# EXERCISE OBJECTIVE
Reproduce verbatim the lines of the records from the one containing "Short-answer question: In the image above, the green blade" through the end of the records, both included.

[Items from a labeling collection]
· · · · · · ·

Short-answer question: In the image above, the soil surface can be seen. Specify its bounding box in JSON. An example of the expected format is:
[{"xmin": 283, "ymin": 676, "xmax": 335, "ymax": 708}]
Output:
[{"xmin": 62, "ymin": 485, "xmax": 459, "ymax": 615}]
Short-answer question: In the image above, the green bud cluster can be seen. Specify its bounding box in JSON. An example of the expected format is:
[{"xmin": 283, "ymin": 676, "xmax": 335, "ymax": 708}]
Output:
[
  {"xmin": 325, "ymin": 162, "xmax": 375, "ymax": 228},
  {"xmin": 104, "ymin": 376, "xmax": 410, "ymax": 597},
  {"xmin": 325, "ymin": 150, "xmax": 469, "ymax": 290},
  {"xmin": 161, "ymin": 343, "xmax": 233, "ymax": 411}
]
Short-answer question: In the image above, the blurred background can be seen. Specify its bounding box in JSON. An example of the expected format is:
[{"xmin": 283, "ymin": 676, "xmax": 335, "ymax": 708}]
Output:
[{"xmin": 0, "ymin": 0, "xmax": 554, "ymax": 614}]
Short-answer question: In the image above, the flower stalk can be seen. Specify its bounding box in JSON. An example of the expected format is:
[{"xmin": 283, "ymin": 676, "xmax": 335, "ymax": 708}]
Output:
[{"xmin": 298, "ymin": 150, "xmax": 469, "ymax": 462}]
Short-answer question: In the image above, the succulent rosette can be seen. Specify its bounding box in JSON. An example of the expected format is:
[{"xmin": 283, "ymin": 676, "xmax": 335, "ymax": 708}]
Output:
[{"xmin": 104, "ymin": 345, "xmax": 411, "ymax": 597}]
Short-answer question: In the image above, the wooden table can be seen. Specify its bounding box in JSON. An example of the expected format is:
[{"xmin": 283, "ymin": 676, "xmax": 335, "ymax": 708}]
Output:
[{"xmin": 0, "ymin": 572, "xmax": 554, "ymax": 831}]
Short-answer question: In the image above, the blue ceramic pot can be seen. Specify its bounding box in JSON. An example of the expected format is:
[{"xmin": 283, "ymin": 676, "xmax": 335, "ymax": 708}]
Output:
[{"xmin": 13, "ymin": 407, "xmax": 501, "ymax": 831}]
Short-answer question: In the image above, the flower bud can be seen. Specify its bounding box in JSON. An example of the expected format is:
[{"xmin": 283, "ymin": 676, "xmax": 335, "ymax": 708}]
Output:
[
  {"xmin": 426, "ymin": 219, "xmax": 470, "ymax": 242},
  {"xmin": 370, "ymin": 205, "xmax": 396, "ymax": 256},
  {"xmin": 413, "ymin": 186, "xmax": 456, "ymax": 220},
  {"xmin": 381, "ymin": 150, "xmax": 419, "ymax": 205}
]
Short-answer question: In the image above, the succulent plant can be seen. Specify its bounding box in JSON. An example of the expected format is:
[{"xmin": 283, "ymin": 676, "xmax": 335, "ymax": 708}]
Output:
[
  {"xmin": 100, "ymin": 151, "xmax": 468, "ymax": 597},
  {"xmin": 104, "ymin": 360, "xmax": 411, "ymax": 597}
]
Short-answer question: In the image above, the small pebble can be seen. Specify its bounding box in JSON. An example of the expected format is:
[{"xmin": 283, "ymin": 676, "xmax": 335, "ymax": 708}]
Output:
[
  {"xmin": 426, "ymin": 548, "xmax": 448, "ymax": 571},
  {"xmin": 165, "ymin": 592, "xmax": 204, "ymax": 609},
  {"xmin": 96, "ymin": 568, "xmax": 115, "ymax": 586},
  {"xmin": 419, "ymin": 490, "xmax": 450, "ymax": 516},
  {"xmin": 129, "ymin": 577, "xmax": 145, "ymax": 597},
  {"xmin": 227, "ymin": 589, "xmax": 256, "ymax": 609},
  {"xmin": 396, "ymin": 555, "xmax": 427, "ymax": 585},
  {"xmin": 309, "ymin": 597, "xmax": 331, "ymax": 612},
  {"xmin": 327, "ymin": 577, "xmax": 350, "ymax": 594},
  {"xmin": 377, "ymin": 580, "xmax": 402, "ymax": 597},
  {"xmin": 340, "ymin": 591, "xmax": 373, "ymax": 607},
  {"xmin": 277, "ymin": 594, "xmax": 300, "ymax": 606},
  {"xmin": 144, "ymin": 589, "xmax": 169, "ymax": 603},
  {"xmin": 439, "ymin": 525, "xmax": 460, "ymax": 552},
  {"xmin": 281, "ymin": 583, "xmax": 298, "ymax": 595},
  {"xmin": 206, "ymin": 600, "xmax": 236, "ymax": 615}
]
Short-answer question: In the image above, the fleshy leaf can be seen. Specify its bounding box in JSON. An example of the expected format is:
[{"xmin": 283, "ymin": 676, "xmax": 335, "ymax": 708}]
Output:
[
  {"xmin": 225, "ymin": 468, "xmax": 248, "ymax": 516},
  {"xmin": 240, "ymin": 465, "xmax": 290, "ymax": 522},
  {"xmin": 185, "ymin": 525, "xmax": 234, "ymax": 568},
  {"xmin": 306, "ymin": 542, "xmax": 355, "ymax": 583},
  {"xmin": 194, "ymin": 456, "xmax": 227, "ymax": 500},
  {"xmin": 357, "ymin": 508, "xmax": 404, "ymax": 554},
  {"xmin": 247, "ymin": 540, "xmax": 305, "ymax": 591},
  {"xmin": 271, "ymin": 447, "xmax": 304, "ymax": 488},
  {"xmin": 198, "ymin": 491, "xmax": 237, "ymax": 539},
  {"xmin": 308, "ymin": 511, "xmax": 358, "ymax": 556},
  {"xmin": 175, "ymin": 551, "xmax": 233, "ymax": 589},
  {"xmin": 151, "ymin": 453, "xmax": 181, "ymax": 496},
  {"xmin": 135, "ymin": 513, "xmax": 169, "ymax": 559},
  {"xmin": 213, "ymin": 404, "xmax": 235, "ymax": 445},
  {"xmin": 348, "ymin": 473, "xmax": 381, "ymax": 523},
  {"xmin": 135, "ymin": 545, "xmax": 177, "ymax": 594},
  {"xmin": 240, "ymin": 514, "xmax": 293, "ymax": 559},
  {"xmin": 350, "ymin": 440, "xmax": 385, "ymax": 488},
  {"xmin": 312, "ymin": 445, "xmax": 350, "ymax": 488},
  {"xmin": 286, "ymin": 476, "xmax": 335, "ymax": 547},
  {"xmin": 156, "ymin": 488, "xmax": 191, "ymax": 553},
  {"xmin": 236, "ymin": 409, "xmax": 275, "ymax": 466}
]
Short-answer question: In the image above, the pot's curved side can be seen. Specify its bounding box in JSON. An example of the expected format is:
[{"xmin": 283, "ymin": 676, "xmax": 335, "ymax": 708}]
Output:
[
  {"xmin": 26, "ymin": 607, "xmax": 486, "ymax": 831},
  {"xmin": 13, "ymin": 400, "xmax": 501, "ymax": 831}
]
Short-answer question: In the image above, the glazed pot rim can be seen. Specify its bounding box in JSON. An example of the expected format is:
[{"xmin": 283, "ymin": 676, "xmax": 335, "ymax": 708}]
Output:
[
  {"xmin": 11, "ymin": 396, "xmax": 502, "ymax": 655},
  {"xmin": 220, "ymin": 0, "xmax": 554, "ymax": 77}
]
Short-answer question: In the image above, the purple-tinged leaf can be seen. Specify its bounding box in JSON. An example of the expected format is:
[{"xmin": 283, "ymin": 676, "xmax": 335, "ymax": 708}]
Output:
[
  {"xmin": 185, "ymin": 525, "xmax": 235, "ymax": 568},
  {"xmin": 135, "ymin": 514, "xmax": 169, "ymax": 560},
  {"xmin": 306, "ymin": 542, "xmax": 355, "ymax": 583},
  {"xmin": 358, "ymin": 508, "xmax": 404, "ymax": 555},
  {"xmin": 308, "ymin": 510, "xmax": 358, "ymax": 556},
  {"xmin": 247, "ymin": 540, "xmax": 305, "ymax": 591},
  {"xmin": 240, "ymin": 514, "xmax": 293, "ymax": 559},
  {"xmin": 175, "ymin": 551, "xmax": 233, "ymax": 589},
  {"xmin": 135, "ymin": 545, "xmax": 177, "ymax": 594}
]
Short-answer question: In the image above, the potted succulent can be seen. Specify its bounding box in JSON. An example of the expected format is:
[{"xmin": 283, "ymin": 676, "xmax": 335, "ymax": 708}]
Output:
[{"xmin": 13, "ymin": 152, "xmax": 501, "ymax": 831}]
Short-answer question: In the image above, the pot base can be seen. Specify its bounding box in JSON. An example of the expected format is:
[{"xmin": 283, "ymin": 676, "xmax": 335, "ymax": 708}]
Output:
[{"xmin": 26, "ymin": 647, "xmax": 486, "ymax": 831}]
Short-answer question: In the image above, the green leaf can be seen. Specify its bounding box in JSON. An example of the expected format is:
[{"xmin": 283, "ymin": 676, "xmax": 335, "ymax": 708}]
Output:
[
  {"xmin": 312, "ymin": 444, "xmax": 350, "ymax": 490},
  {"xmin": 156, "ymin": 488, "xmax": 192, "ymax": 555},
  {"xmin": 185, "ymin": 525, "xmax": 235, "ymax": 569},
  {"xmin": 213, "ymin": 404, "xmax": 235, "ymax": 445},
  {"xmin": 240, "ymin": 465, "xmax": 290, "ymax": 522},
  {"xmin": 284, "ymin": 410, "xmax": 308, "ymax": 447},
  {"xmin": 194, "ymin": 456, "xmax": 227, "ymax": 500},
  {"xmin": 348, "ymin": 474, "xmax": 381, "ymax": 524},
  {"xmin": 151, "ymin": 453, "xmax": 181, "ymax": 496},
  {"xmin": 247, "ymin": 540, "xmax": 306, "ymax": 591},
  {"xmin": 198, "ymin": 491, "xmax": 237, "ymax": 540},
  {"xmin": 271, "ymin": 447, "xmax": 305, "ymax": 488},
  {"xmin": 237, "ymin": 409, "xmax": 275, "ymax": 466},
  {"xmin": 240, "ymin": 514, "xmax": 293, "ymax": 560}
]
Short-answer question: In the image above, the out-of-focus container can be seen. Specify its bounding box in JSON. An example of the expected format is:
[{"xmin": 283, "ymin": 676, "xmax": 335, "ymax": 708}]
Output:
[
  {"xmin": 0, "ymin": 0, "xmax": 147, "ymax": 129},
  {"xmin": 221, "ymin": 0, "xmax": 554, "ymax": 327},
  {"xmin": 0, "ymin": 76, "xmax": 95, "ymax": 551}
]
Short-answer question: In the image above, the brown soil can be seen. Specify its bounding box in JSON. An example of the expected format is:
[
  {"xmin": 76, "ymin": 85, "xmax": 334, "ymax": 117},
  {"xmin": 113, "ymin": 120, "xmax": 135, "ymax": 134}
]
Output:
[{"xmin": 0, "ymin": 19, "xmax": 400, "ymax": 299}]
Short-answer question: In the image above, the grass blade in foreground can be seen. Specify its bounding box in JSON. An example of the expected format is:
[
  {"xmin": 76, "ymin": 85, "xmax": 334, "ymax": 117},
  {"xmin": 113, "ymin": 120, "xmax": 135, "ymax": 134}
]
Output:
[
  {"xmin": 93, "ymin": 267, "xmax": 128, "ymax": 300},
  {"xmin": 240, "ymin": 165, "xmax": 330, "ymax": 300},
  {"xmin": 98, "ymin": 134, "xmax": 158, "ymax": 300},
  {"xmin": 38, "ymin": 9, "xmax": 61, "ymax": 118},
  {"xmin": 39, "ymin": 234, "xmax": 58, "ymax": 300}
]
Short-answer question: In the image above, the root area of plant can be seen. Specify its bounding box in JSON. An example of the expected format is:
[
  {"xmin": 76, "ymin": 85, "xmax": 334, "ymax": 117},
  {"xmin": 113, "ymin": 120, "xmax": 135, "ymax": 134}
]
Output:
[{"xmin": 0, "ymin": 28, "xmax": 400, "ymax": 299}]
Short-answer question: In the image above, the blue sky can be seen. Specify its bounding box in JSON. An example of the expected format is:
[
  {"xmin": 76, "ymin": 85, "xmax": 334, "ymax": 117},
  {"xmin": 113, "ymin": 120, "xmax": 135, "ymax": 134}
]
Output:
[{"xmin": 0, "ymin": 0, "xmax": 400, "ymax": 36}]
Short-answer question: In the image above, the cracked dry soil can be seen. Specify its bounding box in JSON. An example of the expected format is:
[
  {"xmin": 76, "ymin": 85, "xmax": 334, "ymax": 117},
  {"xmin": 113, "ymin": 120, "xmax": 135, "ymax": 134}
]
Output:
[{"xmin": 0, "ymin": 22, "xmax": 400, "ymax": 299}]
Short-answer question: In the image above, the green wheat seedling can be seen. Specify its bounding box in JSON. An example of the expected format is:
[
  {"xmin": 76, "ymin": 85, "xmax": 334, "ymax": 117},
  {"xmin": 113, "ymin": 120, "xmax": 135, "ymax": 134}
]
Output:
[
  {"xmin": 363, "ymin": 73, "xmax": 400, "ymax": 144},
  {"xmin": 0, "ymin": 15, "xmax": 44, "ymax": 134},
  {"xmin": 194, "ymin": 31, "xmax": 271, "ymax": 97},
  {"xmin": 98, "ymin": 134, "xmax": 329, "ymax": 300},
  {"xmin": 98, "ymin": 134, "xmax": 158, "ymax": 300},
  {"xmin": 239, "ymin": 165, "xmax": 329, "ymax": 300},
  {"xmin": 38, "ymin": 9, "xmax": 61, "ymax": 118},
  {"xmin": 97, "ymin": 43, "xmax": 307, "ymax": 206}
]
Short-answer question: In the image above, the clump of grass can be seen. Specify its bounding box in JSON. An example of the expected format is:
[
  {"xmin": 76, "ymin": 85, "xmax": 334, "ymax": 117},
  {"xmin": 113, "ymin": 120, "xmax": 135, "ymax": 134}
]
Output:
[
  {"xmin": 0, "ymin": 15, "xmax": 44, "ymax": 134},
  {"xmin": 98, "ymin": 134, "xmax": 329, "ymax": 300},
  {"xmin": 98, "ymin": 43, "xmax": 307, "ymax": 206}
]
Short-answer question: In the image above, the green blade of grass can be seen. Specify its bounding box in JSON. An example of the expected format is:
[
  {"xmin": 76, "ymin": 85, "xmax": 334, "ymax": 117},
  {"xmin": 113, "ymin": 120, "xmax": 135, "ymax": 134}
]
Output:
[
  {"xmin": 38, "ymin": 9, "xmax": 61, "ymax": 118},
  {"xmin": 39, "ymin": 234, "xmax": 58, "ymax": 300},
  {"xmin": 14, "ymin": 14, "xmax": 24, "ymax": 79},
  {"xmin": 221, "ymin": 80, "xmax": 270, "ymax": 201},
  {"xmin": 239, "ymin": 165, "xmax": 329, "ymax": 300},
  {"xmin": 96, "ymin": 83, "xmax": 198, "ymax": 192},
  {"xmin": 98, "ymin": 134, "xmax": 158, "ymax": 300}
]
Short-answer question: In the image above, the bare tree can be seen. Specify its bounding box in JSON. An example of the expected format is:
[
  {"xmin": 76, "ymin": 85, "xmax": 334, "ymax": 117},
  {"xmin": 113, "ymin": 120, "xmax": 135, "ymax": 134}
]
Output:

· · · · · · ·

# OUTPUT FOR THIS TASK
Short-answer question: In the image above, the green blade of grass can be seen. Specify its bounding box in JSON. An example of the expected format is:
[
  {"xmin": 76, "ymin": 85, "xmax": 334, "ymax": 117},
  {"xmin": 113, "ymin": 120, "xmax": 135, "ymax": 134}
]
Output:
[
  {"xmin": 38, "ymin": 9, "xmax": 61, "ymax": 118},
  {"xmin": 39, "ymin": 234, "xmax": 58, "ymax": 300},
  {"xmin": 14, "ymin": 14, "xmax": 24, "ymax": 79},
  {"xmin": 221, "ymin": 80, "xmax": 270, "ymax": 201},
  {"xmin": 239, "ymin": 165, "xmax": 329, "ymax": 300},
  {"xmin": 96, "ymin": 83, "xmax": 198, "ymax": 192},
  {"xmin": 98, "ymin": 134, "xmax": 158, "ymax": 300}
]
Short-answer question: In the image above, the bare tree can be seen. Specify its bounding box in JSON. An example of the expected format is:
[
  {"xmin": 76, "ymin": 85, "xmax": 334, "ymax": 117},
  {"xmin": 113, "ymin": 120, "xmax": 135, "ymax": 134}
]
Output:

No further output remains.